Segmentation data
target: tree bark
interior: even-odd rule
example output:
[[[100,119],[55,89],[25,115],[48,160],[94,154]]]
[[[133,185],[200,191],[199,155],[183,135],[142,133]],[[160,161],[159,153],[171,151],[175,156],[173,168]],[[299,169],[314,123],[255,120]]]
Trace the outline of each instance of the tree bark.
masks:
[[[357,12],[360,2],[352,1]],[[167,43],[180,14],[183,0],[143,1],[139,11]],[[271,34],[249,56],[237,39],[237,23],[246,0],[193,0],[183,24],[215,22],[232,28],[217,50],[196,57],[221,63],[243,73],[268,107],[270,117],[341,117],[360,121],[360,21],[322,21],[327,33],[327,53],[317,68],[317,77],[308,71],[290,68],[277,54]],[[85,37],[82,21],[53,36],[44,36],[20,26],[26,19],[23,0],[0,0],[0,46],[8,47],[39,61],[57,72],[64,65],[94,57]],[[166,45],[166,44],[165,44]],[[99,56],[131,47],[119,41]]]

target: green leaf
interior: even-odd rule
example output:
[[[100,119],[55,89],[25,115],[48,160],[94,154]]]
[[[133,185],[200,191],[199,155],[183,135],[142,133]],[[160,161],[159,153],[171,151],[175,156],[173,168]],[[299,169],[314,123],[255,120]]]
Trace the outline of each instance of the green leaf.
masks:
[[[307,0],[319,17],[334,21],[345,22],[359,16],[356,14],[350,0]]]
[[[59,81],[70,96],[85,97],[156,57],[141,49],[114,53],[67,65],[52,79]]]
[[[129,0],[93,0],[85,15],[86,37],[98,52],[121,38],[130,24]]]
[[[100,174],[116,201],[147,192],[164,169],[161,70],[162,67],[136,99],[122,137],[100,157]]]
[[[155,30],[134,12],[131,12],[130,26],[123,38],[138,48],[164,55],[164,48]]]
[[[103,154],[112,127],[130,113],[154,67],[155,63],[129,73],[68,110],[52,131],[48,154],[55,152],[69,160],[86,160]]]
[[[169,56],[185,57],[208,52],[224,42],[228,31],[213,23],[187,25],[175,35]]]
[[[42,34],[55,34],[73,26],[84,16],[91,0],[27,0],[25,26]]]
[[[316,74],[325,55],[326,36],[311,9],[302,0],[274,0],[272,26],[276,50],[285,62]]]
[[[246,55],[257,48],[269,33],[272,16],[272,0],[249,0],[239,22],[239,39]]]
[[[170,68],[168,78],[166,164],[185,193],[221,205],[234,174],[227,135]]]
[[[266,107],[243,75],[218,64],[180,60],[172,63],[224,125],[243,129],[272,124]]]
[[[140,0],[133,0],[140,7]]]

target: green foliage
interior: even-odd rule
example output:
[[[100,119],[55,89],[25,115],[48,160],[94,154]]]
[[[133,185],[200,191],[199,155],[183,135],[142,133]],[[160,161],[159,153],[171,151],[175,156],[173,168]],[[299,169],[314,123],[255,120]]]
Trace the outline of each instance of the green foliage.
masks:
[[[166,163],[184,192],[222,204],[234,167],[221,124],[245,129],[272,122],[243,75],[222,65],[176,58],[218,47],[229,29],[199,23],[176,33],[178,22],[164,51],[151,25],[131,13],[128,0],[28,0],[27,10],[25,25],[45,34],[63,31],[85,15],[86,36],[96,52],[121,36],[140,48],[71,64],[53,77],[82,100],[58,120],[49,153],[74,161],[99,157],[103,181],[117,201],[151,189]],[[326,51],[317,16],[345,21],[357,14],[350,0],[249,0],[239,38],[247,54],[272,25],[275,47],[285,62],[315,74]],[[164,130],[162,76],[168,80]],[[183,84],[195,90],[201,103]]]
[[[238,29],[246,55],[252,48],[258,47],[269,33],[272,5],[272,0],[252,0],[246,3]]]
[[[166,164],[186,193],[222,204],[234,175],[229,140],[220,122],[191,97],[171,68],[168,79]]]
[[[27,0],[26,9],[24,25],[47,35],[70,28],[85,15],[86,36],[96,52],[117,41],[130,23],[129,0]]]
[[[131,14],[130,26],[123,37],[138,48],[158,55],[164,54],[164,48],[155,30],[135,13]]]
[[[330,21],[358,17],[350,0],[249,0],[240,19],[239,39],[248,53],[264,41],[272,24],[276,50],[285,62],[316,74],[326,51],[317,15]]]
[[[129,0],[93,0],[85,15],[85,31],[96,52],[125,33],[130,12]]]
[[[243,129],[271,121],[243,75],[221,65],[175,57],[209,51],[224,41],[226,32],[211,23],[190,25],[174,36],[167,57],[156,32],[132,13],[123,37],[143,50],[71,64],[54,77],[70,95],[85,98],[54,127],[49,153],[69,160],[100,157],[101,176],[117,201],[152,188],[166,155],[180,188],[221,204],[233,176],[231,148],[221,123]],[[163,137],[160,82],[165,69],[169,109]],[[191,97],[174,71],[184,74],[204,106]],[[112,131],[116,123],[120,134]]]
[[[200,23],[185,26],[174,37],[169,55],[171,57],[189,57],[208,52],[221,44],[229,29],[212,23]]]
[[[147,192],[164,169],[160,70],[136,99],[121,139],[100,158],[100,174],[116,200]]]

What you need to do:
Turn every line of the items above into a numbered list, skipping the blank lines.

Task answer:
1. target: tree bark
2. interior: even-odd rule
3. example output:
4. [[[100,119],[55,89],[25,115],[48,160],[94,154]]]
5. [[[133,185],[200,191],[199,155],[183,135],[142,133]],[[160,161],[159,153],[171,151],[175,156],[173,168]],[[299,169],[314,123],[255,120]]]
6. Trace the outline of each instance of the tree bark.
7. masks:
8. [[[357,12],[360,2],[352,1]],[[167,43],[180,14],[183,0],[143,1],[139,11]],[[271,34],[249,56],[237,39],[237,23],[246,0],[193,0],[183,24],[215,22],[232,28],[217,50],[196,57],[221,63],[243,73],[268,107],[270,117],[341,117],[360,121],[360,21],[322,21],[327,33],[327,53],[317,68],[317,77],[308,71],[290,68],[277,54]],[[85,37],[82,21],[53,36],[44,36],[20,26],[26,19],[23,0],[0,0],[0,46],[8,47],[39,61],[57,72],[64,65],[94,57]],[[166,45],[166,44],[165,44]],[[99,56],[131,47],[119,41]]]
9. target: green leaf
10. interior: even-odd rule
11. example output:
12. [[[100,119],[55,89],[25,115],[48,160],[94,154]]]
13. [[[133,185],[200,191],[199,155],[183,135],[142,133]],[[160,161],[159,153],[171,151],[175,156],[173,168]],[[299,169],[314,123],[255,120]]]
14. Trace the outline of each instance of the green leaf.
15. masks:
16. [[[307,0],[319,17],[334,21],[345,22],[359,16],[356,14],[350,0]]]
17. [[[59,81],[70,96],[85,97],[156,57],[141,49],[114,53],[67,65],[52,79]]]
18. [[[129,0],[93,0],[85,15],[86,37],[98,52],[121,38],[130,24]]]
19. [[[100,174],[116,201],[147,192],[164,169],[161,70],[162,67],[136,99],[122,137],[100,157]]]
20. [[[155,30],[134,12],[131,12],[130,26],[123,38],[138,48],[164,55],[164,48]]]
21. [[[103,154],[112,127],[130,113],[154,67],[155,63],[129,73],[68,110],[52,131],[48,154],[55,152],[69,160],[86,160]]]
22. [[[169,56],[185,57],[208,52],[224,42],[228,31],[213,23],[187,25],[175,35]]]
23. [[[42,34],[55,34],[73,26],[84,16],[91,0],[27,0],[25,26]]]
24. [[[316,74],[325,55],[326,36],[311,9],[302,0],[274,0],[272,26],[276,50],[285,62]]]
25. [[[246,55],[257,48],[269,33],[272,16],[272,0],[249,0],[239,22],[239,39]]]
26. [[[170,68],[168,78],[166,164],[185,193],[221,205],[234,174],[227,135]]]
27. [[[266,107],[243,75],[218,64],[180,60],[172,63],[224,125],[243,129],[272,124]]]
28. [[[140,0],[133,0],[140,7]]]
29. target: green foliage
30. interior: even-odd rule
31. example output:
32. [[[100,119],[55,89],[25,115],[48,160],[94,154]]]
33. [[[133,185],[200,191],[199,155],[183,135],[142,133]],[[160,161],[159,153],[171,151],[175,156],[173,168]],[[299,169],[314,123],[255,120]]]
34. Trace the outline of each instance of the green foliage.
35. masks:
36. [[[166,163],[184,192],[222,204],[234,167],[221,124],[245,129],[272,122],[243,75],[222,65],[176,58],[218,47],[229,29],[199,23],[176,33],[178,22],[164,51],[151,25],[131,13],[128,0],[28,0],[27,10],[25,25],[45,34],[63,31],[85,15],[86,36],[96,52],[121,36],[140,48],[71,64],[53,77],[82,100],[58,120],[49,153],[74,161],[99,157],[103,181],[117,201],[151,189]],[[326,51],[317,16],[345,21],[357,14],[350,0],[249,0],[239,38],[247,54],[272,25],[275,47],[285,62],[315,74]],[[164,130],[162,76],[168,80]],[[183,84],[195,90],[201,103]]]
37. [[[238,29],[246,55],[252,48],[258,47],[269,33],[272,5],[272,0],[252,0],[246,3]]]
38. [[[166,164],[186,193],[222,204],[234,175],[229,140],[220,122],[191,97],[171,68],[168,79]]]
39. [[[27,0],[26,9],[24,25],[47,35],[70,28],[85,15],[86,36],[96,52],[117,41],[130,23],[129,0]]]
40. [[[131,14],[130,26],[123,37],[138,48],[158,55],[164,54],[164,48],[155,30],[135,13]]]
41. [[[330,21],[358,17],[350,0],[249,0],[240,19],[239,39],[248,53],[264,41],[272,24],[276,50],[285,62],[316,74],[326,51],[317,15]]]
42. [[[129,0],[93,0],[85,15],[85,31],[96,52],[125,33],[130,12]]]
43. [[[243,129],[271,121],[243,75],[221,65],[175,57],[209,51],[224,41],[226,32],[211,23],[190,25],[174,36],[167,57],[156,32],[132,13],[123,37],[143,50],[71,64],[54,77],[70,95],[85,98],[54,127],[49,153],[69,160],[100,157],[101,176],[117,201],[152,188],[166,155],[180,188],[221,204],[233,176],[231,148],[221,123]],[[163,137],[160,82],[165,69],[169,109]],[[191,97],[174,71],[184,74],[204,106]],[[112,131],[116,123],[120,134]]]
44. [[[200,23],[185,26],[174,37],[169,55],[171,57],[189,57],[208,52],[221,44],[229,29],[212,23]]]
45. [[[147,192],[164,169],[160,70],[136,99],[121,139],[100,158],[100,174],[116,200]]]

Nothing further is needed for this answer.